APPLY WHAT YOU READ
1 – In the passage on plants that take up cadmium, which fern is well known as an arsenic hyperaccumulator?
2 – Continue the passage on plants that take up cadmium, starting after its last sentence.

EXTRACT PROVIDED
§ §
Domínguez et al. (2009) found that Q. ilex seedlings, a Cd phytostabilizer, had a high Cd retention capacity in fine roots (up to 7 g kg−1) and low rates of Cd translocation to the leaves due to the inert substrate and the soluble Cd salt after planting 6 months. To our best knowledge, these were the highest concentrations recorded for a tree. In the present pot experiment, the Cd uptake capability of A. wardii did not reach the level reported previously. However, Domínguez et al. (2010) reported that the survival of the Q. ilex saplings during the first several years after planting showed lowest survival rates (less than 30 %) and lowest relative growth rates when compared to other six Mediterranean woody species. Ferns have been confirmed to be plants tolerant to different heavy metals by virtue of their strong levels of tolerance and accumulation in polluted soils (Kachenko et al. 2007). Pteris vittata is a type of fern that is well known as an arsenic hyperaccumulator (Ma et al. 2001; Wang et al. 2002). The fern Athyrium yokoscense and its gametophytes were known as Pb hyperaccumulators (Yoshihara et al. 2005). A. wardii is a common perennial plant; specifically, a type of fern that grows in fascicles. In a previous study, A. wardii was found to be a candidate for phytostabilization of Pb-contaminated sites owing to its well-developed root system, high biomass and maintenance of a high concentration of Pb in the root tissues (above 15,000 mg kg−1) (Zou et al. 2011). In this study, we found that A. wardii exhibited a strong accumulative ability for Cd in roots (in field survey and pot experiment) and therefore might be useful for phytostabilization of Cd after further investigation of its accumulation mechanism. Furthermore, it is very important to note that A. wardii naturally established itself at this site.
§ §
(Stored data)
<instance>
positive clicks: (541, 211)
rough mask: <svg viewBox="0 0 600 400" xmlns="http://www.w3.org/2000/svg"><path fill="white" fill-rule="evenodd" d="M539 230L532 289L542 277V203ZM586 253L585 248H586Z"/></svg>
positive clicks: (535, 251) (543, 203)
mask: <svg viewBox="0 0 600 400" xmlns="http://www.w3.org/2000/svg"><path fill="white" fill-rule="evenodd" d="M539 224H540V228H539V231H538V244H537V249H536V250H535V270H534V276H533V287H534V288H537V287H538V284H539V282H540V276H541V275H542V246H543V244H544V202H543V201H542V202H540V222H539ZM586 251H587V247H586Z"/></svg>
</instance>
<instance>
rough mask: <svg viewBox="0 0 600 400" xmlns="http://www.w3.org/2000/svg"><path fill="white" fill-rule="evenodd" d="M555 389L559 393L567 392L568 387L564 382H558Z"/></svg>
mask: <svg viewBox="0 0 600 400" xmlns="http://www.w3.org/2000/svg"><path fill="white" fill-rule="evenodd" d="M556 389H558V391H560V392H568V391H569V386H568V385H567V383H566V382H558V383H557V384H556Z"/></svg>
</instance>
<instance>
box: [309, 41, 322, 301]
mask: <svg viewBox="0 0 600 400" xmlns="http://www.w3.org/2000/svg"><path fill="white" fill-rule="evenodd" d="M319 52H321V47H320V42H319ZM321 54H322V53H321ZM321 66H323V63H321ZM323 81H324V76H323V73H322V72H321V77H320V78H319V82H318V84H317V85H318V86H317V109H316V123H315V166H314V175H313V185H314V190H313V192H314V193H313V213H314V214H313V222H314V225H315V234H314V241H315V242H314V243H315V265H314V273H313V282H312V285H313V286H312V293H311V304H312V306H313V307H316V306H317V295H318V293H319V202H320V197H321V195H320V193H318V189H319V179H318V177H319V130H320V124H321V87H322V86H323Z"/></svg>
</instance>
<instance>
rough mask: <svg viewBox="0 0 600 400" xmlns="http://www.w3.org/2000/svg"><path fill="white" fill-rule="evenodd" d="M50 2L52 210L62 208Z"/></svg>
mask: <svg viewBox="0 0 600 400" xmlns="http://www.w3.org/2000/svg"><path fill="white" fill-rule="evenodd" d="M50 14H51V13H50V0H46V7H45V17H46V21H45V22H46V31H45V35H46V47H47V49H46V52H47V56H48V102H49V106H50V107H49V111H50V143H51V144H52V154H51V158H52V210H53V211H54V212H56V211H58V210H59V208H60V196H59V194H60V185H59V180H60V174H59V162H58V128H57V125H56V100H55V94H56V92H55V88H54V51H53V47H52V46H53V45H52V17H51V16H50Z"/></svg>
§ §
PER-TASK ANSWERS
1 – Pteris vittata

2 –
This work is still in the preliminary stage, and further analyses are required to investigate the mechanisms of uptake and translocation of Cd by this plant, as well as to improve our understanding of the effects of Cd on intra- and extracellular levels. Additionally, we also plan to investigate the interaction mechanisms between Cd and Pb in A. wardii. A better understanding of metal detoxification in plants may eventually contribute to the development of techniques for the phytostabilization of soils contaminated with these two metals.

Conclusion

A. wardii demonstrated higher Cd accumulation in its roots than the other tested species while keeping the bioconcentration factor of the root, which was >1, and translocation factor, <1. Specifically, it immobilized large portions of the total plant Cd in roots in both the field survey and pot experiment. The mining ecotype of this plant had a significantly higher capability to accumulate Cd in the roots than the nonmining ecotype. Therefore, A. wardii is a potentially suitable species for phytostabilization with the purpose of improving the ecological as well as economic values of degraded areas.